*WHAT THE EXERCISE ASKS*
Both the line below containing "of the outdoor" and the line containing "Query: picture frame", along with every line between them, should be repeated exactly; no other line belongs in the answer.

(Dataset entries)
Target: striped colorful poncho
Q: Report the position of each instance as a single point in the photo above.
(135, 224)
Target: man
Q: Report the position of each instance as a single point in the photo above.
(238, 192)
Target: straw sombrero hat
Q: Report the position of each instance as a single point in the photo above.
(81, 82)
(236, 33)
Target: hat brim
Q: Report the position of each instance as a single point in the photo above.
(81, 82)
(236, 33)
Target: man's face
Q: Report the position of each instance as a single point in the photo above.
---
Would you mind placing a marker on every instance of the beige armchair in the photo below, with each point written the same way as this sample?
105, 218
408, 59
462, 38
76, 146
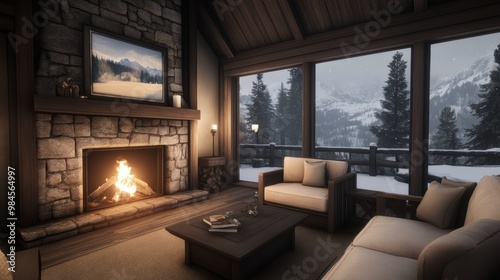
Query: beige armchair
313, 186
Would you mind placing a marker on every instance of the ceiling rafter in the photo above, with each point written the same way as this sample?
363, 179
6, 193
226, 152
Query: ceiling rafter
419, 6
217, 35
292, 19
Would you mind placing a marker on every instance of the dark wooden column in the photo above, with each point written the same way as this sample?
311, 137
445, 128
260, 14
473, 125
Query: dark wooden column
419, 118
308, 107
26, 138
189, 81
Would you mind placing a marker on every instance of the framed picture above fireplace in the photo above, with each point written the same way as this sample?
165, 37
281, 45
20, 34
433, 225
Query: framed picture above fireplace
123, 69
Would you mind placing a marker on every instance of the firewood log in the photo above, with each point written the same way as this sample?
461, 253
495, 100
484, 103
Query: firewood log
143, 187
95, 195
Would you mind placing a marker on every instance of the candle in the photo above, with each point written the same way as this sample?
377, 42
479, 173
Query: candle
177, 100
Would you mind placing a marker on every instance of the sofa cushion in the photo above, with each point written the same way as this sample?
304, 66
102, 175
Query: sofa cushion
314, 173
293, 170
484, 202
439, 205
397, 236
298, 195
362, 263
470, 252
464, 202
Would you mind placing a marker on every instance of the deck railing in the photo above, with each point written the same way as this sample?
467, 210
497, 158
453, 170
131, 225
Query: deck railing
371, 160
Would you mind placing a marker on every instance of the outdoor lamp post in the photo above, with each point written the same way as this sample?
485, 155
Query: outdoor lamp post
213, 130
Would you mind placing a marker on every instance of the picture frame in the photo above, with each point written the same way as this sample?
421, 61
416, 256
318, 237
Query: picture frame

*EXERCISE OUTPUT*
Would you mind placing a marker on every instance of the outdoor lamp post in the photo above, with each point written the same way as this sample?
485, 155
Query: outdoor lamp post
213, 130
Would you mind placing a marker on every instance of the picture frame in the photo above, with each point written the same way as this sample?
421, 61
416, 256
318, 237
Query: picture frame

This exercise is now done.